> _WRITTEN INSTRUCTION_
Look for "point: wooden railing" in the listing below, then copy exactly the line it appears in and all lines after it to the end, and nothing more.

>> start DATA LISTING

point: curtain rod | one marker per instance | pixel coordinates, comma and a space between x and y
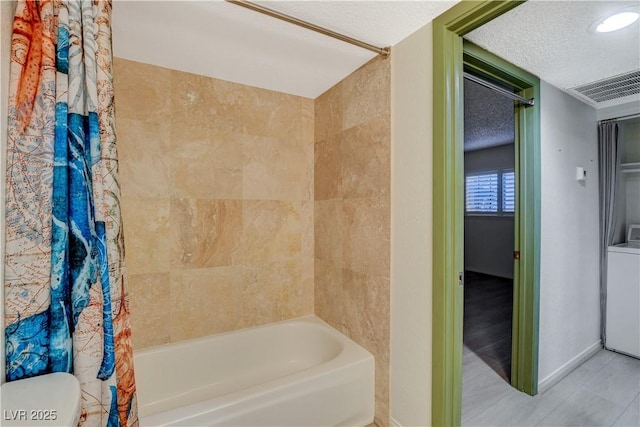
500, 90
382, 51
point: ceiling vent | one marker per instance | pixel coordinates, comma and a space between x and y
611, 91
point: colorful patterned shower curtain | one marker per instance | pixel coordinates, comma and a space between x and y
66, 304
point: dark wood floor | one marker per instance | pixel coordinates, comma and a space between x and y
488, 310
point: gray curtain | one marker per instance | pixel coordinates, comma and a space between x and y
609, 164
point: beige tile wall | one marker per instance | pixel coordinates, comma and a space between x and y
217, 201
352, 214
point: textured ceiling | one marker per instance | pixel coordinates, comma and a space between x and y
218, 39
488, 118
551, 39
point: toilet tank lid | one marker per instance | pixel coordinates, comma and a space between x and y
59, 392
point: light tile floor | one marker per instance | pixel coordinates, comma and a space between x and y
604, 391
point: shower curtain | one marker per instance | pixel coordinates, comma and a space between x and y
66, 304
609, 164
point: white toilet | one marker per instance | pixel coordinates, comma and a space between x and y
46, 400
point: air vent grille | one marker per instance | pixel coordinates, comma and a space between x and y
612, 88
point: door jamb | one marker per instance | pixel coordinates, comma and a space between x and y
448, 206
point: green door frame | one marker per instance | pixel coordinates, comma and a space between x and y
450, 56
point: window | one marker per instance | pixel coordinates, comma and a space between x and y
508, 192
482, 193
490, 193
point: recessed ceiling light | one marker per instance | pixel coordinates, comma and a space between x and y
616, 22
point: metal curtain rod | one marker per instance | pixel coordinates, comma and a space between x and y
627, 117
501, 90
382, 51
620, 118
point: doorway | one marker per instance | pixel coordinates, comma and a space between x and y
451, 56
489, 175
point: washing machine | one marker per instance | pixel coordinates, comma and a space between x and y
623, 295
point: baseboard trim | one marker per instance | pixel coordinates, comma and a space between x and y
568, 367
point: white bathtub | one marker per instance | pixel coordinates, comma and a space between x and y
298, 372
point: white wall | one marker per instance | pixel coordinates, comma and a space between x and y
411, 236
569, 265
489, 240
7, 10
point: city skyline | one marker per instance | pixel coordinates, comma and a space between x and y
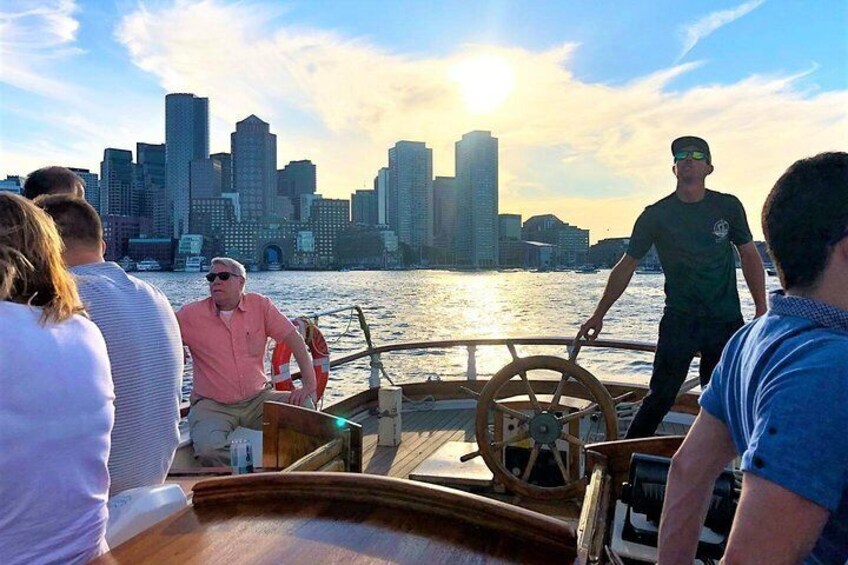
583, 103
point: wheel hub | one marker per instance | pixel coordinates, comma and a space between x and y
544, 428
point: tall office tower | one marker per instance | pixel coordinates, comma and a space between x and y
117, 189
509, 227
150, 182
363, 206
92, 186
186, 138
410, 201
254, 150
444, 212
329, 216
205, 178
477, 190
381, 185
226, 161
296, 179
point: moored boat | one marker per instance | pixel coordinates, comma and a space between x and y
148, 265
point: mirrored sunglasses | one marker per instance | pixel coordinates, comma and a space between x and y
223, 276
697, 155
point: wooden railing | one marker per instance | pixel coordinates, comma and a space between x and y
297, 439
374, 353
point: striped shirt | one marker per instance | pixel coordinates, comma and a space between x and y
145, 350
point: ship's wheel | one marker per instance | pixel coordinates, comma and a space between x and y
522, 433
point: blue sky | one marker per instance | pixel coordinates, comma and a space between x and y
584, 96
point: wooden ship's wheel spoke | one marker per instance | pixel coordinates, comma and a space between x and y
534, 454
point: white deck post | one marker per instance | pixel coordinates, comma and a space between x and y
389, 430
471, 372
376, 365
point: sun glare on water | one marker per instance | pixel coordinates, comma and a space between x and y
485, 82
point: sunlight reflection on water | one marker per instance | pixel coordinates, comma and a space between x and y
405, 306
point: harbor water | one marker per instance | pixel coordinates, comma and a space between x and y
403, 306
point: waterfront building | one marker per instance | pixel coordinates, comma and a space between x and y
154, 198
606, 252
209, 216
234, 198
254, 150
117, 190
525, 254
226, 162
329, 216
304, 206
381, 186
92, 186
445, 207
186, 139
306, 241
363, 204
205, 178
12, 183
119, 229
366, 247
296, 179
571, 242
509, 227
410, 193
477, 197
240, 241
160, 249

>> end DATA LISTING

> _TASK ANSWER_
point: wooden railing | one marker per instance | pixel coordinates, comma and a space between x and y
297, 439
374, 353
point: striped shirt | one marker per instance | pixel coordinates, comma and a space between x and y
145, 350
point: ship's wheel | one marker per instance | pixel coordinates, comma and a space between x and y
522, 433
point: blue sky | one marker per instance | pixel coordinates, comma and a space between x and y
584, 96
point: wooden ship's wheel spoke | one marker per instance | pixel coordinates, comma and a space between x and y
534, 454
point: white deck post | one marker per instance | pixel coordinates, comma and a space between x and y
389, 430
471, 372
376, 365
point: sun glare on water | one marker per instance | pixel coordinates, comma and a space between x and y
485, 82
point: sunlight reflection on water | one marker per instance | pixel coordinates, comma and a space between x and y
405, 306
point: harbor water | one marker per instance | pixel coordinates, comma and a space between x and y
403, 306
point: waterfront building | one marker per instance | pixel coordinates, comma and a space between x and y
154, 198
606, 252
209, 216
234, 198
254, 150
117, 190
525, 254
226, 162
329, 216
304, 206
381, 186
92, 186
445, 207
186, 139
306, 241
363, 204
205, 178
12, 183
119, 229
366, 247
296, 179
571, 242
509, 227
410, 193
477, 197
240, 241
160, 249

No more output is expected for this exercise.